__AIM OF THE TASK__.
Print each line once more, unchanged, from the line holding "point_to SHOULD place one pin on every instance of the cyclist" to the end of the listing below.

__RECORDS TO PROCESS__.

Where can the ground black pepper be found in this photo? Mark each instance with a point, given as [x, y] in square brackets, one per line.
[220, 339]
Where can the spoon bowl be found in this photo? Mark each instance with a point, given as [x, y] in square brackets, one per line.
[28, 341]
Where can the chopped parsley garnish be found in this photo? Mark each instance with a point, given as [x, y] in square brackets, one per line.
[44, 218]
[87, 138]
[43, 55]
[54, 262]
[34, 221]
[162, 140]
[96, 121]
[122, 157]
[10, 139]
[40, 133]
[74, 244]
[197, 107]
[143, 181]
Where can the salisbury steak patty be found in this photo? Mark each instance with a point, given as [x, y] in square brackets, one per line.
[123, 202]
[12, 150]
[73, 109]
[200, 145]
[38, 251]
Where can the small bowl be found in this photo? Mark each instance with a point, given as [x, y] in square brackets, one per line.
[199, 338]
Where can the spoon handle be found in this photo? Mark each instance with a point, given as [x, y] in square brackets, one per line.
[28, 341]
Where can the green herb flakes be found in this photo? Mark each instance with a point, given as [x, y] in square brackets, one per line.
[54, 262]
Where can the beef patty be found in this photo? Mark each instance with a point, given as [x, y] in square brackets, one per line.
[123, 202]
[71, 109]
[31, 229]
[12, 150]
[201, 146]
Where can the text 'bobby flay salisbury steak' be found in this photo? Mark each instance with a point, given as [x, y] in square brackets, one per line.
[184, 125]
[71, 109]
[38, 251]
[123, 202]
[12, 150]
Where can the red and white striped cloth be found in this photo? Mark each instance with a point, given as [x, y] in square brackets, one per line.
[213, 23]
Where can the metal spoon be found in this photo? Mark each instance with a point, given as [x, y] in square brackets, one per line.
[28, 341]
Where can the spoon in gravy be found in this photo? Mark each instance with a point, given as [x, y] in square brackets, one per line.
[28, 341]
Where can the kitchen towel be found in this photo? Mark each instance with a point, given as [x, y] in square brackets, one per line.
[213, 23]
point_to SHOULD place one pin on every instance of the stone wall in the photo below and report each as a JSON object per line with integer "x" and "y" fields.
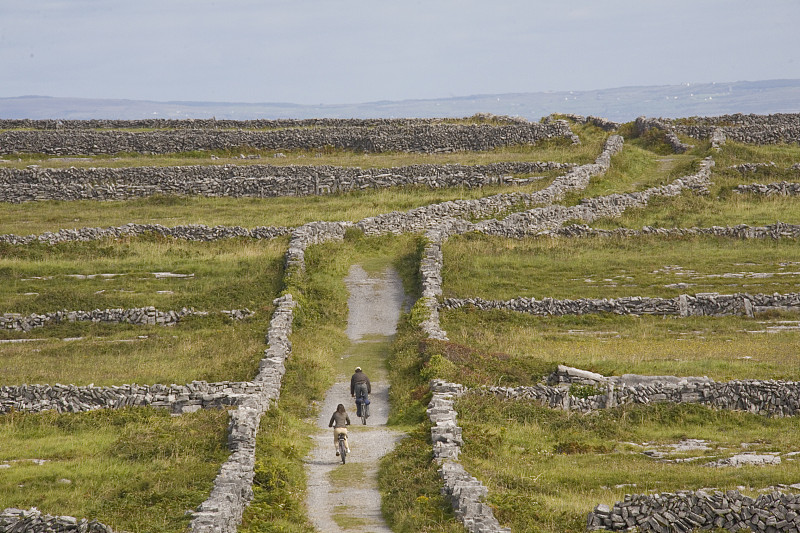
{"x": 232, "y": 491}
{"x": 412, "y": 138}
{"x": 751, "y": 129}
{"x": 140, "y": 316}
{"x": 702, "y": 304}
{"x": 33, "y": 521}
{"x": 769, "y": 398}
{"x": 782, "y": 188}
{"x": 424, "y": 218}
{"x": 257, "y": 124}
{"x": 189, "y": 232}
{"x": 695, "y": 510}
{"x": 467, "y": 495}
{"x": 261, "y": 181}
{"x": 178, "y": 399}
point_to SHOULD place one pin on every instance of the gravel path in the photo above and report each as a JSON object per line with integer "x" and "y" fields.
{"x": 345, "y": 497}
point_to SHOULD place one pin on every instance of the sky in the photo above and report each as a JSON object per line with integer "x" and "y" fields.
{"x": 356, "y": 51}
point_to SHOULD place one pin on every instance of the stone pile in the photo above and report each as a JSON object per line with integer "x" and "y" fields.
{"x": 686, "y": 511}
{"x": 34, "y": 521}
{"x": 189, "y": 232}
{"x": 178, "y": 399}
{"x": 260, "y": 181}
{"x": 751, "y": 129}
{"x": 702, "y": 304}
{"x": 466, "y": 494}
{"x": 391, "y": 138}
{"x": 782, "y": 188}
{"x": 256, "y": 124}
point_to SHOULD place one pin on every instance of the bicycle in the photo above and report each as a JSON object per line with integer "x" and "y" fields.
{"x": 343, "y": 446}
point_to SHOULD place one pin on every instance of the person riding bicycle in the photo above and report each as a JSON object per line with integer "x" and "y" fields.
{"x": 360, "y": 388}
{"x": 339, "y": 422}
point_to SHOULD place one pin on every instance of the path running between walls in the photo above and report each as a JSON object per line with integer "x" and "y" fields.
{"x": 346, "y": 497}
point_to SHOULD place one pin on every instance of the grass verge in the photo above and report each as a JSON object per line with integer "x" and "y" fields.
{"x": 135, "y": 469}
{"x": 545, "y": 469}
{"x": 722, "y": 348}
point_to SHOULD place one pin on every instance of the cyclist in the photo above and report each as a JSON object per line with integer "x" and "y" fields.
{"x": 360, "y": 388}
{"x": 339, "y": 422}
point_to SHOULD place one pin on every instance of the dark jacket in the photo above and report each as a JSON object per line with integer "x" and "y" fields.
{"x": 359, "y": 377}
{"x": 341, "y": 420}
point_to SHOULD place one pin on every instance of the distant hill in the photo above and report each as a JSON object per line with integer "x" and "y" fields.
{"x": 621, "y": 104}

__SOLUTION FOR THIS TASK__.
point_to SHOULD place one pin on every instance of the cyclist in the photo above and report each as a JSON object per line with integer "x" and "y" fields.
{"x": 360, "y": 388}
{"x": 339, "y": 422}
point_to SHOULD place one pin on every instance of the dark jacket in the photo above and report each as a JSON object per line with integer "x" and "y" fields.
{"x": 359, "y": 377}
{"x": 341, "y": 420}
point_to SHOULD place one pin on every instance of the distant hill in the photo above and report each as a JSON object per line with integer "x" and "y" fields.
{"x": 621, "y": 104}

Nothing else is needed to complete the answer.